### [Input rows]
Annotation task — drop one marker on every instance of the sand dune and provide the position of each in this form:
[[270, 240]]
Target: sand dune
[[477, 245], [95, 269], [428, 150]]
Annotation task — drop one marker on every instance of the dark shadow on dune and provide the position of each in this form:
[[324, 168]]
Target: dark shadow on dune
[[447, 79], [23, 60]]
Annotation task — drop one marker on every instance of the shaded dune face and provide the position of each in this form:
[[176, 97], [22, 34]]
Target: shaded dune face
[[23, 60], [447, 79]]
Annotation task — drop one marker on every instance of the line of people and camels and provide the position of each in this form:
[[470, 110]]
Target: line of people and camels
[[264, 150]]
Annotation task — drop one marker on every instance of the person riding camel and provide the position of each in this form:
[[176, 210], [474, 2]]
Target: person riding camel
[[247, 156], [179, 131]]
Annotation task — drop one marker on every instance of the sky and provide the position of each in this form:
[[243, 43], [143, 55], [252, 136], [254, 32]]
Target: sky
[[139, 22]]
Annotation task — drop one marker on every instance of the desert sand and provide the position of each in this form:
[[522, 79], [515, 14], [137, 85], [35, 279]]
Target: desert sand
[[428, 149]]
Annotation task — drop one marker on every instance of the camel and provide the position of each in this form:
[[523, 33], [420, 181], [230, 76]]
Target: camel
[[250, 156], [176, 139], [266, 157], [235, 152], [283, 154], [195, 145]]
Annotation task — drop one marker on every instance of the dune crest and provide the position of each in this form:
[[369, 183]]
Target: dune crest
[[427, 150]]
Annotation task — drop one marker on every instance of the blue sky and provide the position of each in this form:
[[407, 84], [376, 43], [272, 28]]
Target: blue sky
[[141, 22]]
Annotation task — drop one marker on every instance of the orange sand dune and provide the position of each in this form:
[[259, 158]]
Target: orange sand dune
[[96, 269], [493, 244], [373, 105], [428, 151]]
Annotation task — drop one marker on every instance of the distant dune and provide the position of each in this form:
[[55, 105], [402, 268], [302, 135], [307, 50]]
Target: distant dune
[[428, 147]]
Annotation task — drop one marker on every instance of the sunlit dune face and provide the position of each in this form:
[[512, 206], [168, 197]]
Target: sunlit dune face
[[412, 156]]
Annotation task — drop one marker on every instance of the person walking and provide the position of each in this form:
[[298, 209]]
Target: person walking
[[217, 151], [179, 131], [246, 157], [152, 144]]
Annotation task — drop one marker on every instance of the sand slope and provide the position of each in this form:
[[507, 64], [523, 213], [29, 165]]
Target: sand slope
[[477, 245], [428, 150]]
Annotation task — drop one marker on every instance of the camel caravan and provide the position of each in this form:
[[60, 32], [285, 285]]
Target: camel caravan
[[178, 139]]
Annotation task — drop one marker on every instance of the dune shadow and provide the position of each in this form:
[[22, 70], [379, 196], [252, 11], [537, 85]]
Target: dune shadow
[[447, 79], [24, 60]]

### [Exercise task]
Repeat word for word the lines running from the line containing "the sand slope" to the end of the entries above, inclusive.

### [Answer to the task]
Annotation task — drop one marker on every instance of the sand slope and provide the position of each in this form:
[[507, 64], [523, 213], [29, 165]]
Target: sand slope
[[477, 245], [428, 150]]
Annotation task — drop one marker on every instance of the camel caravan and provide the position of each in this form:
[[60, 32], [285, 285]]
Target: camel caravan
[[178, 139]]
Annotation task — drop one marker on every instance of the dune shadow and provide the position of each in this form:
[[22, 70], [379, 196], [252, 11], [537, 85]]
Target: dune shadow
[[447, 79], [24, 60]]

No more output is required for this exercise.